- **Fonte**

====

Trabalhadores da cultura e apoiadores que ocupam a sede do Instituto do Patrimônio Histórico e Artístico Nacional (Iphan) de Porto Alegre receberam, nesta sexta-feira (3), deputados integrantes da Comissão de Cultura da Câmara de Deputados para falar sobre o momento político atual e apresentar suas reivindicações. O prédio está ocupado desde o último dia 19, em uma ação conjunta de setores artísticos de todo o país que ocuparam sedes ligadas ao Ministério da Cultura (MinC) em diversas cidades brasileiras.

As ocupações começaram em protesto contra a extinção do Ministério, além de não reconhecer o governo interino de Michel Temer e exigir a ampliação de políticas culturais. Por isso, mesmo com a notícia de que o MinC voltaria a existir, os manifestantes não têm data para sair do prédio. “Lutamos pelo Fora Temer, para que caia esse governo golpista, que não reconhecemos. E para que não haja nenhuma diminuição das políticas culturais e sociais, queremos avançar em temas muito importantes, como a discussão e as políticas para a arte negra”, afirmou André Jesus, da Tribo de Atuadores Ói Nós Aqui Traveiz.

A ocupação não está focada na questão de verbas e editais para a cultura, mas sim abrange a arte como algo mais amplo, ligado a seu sentido social. “Tem uma questão que temos discutido sobre outras formas de construir relações. Recebemos o apoio da população com a presença física, doação de alimentos, isso vai construindo uma outra forma de pensar e de possibilitar uma outra cultura, não baseada nos princípios monetários e financeiros, mas valorizando outras formas de convívio”, completou Karine Paz, artista cênica.

====

- **Listagem bruta**
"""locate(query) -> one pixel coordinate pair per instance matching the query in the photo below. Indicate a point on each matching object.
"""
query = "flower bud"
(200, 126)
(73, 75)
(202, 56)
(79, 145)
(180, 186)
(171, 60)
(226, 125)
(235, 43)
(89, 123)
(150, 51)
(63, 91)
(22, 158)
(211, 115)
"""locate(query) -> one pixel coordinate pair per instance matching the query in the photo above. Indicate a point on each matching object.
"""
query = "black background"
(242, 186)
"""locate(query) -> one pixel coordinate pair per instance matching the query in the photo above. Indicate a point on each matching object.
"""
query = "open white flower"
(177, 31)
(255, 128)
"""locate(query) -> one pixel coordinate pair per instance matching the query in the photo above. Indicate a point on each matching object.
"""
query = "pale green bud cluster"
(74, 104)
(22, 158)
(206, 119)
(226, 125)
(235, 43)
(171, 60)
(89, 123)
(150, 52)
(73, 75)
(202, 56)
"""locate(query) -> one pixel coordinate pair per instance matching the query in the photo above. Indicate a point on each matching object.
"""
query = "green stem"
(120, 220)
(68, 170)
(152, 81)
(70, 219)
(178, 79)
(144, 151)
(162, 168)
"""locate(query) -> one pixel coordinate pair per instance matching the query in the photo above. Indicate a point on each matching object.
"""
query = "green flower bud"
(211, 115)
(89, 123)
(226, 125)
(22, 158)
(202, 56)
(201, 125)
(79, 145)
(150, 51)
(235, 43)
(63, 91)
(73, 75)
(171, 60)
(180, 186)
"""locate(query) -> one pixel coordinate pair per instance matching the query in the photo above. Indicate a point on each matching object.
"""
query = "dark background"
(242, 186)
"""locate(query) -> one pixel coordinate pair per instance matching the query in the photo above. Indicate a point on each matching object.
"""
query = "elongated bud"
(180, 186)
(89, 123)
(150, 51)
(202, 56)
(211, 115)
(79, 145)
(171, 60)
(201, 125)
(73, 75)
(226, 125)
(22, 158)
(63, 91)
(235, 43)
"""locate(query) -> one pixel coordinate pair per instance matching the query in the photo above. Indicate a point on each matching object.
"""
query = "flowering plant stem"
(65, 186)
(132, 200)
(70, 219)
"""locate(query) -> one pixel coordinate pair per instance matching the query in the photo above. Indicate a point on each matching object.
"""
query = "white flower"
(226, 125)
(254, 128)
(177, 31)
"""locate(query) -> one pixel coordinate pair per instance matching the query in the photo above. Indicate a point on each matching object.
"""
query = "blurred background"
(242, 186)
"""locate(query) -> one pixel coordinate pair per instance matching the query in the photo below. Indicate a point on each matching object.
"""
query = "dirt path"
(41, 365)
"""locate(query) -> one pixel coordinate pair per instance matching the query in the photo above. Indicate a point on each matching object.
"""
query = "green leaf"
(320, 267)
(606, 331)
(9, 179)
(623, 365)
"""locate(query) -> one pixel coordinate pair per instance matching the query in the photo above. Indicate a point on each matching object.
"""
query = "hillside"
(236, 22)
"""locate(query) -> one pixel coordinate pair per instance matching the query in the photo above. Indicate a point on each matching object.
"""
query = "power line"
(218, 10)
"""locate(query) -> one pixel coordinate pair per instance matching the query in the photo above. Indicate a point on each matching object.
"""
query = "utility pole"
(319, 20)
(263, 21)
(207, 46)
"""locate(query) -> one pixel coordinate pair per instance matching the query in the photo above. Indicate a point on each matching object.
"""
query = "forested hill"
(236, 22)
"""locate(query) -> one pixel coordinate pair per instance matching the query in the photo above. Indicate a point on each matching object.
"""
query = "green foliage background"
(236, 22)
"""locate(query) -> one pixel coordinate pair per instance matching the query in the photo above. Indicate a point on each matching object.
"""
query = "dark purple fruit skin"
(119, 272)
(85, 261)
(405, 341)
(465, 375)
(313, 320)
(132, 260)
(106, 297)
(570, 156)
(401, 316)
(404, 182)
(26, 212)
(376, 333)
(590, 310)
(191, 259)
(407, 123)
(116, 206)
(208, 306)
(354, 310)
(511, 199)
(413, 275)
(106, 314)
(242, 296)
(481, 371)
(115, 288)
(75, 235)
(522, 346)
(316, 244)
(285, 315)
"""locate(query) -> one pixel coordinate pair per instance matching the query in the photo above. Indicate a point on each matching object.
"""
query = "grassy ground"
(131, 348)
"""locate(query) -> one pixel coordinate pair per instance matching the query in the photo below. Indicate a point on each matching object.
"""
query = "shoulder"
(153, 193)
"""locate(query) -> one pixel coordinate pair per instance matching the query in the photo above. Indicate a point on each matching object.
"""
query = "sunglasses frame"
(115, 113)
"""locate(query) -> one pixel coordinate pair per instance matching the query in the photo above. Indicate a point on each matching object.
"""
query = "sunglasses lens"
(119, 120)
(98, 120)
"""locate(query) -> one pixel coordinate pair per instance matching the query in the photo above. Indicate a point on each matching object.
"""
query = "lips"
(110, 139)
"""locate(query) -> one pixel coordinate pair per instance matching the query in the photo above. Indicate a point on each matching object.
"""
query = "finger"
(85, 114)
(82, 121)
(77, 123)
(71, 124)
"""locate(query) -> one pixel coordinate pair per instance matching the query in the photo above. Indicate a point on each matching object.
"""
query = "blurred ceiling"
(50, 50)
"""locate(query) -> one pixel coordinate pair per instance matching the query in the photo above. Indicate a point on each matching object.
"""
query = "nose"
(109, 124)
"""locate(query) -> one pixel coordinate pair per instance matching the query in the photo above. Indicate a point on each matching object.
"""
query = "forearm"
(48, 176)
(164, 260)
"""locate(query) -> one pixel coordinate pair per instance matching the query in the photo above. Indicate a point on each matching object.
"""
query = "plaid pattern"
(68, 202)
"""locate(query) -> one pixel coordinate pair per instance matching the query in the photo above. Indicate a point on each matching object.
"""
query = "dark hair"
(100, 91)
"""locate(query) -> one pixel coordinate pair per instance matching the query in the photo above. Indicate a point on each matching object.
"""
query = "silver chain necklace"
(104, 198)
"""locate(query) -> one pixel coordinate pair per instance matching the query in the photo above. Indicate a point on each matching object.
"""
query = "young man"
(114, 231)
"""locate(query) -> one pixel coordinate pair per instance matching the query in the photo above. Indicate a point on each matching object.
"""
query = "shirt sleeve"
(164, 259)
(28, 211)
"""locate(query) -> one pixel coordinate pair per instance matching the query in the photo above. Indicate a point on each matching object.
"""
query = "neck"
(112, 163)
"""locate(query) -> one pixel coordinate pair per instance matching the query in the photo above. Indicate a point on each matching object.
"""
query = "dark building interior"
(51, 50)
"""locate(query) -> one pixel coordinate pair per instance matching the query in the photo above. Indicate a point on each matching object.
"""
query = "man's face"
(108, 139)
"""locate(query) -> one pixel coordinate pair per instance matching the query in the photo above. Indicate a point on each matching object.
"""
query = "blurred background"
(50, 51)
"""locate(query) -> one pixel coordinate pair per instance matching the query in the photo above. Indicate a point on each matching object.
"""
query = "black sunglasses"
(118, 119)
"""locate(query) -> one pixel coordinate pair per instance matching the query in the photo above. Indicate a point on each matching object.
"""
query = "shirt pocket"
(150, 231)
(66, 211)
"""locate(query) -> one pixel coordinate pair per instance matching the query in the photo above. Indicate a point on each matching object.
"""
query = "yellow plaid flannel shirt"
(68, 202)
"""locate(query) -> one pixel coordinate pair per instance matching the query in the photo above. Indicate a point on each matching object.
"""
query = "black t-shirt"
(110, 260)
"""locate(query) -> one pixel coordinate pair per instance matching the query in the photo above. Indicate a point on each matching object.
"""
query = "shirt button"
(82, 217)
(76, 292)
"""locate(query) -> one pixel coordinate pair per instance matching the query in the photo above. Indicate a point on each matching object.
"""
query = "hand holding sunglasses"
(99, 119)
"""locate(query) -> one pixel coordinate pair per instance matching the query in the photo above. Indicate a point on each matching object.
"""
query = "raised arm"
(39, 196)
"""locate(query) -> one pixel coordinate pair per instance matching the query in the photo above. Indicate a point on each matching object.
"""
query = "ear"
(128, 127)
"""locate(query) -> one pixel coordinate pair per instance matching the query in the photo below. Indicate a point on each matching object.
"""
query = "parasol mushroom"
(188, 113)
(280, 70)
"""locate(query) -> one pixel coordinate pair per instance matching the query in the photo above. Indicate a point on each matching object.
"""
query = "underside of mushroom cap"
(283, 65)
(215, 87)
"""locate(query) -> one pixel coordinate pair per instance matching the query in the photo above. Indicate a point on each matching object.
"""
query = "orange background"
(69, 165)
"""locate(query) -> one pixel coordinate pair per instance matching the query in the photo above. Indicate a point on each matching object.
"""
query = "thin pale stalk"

====

- **Complete o seguinte**
1. Diga se cada afirmação abaixo está de acordo com o texto da fonte, respondendo sim ou não e citando literalmente as palavras do texto que decidem a questão.
(a) O prédio do Iphan em Porto Alegre está ocupado desde o dia 19.
(b) Depois da notícia de que o MinC voltaria a existir, os manifestantes marcaram uma data para deixar o prédio.
(c) O foco principal da ocupação são as verbas e os editais para a cultura.
2. Reproduza o trecho do texto da fonte entre “A ocupação não” e “Karine Paz, artista cênica.”, inclusive.

- **Respostas dos exercícios**
1.
(a) Sim: “O prédio está ocupado desde o último dia 19”.
(b) Não: “os manifestantes não têm data para sair do prédio”.
(c) Não: “A ocupação não está focada na questão de verbas e editais para a cultura”.

2.
A ocupação não está focada na questão de verbas e editais para a cultura, mas sim abrange a arte como algo mais amplo, ligado a seu sentido social. “Tem uma questão que temos discutido sobre outras formas de construir relações. Recebemos o apoio da população com a presença física, doação de alimentos, isso vai construindo uma outra forma de pensar e de possibilitar uma outra cultura, não baseada nos princípios monetários e financeiros, mas valorizando outras formas de convívio”, completou Karine Paz, artista cênica.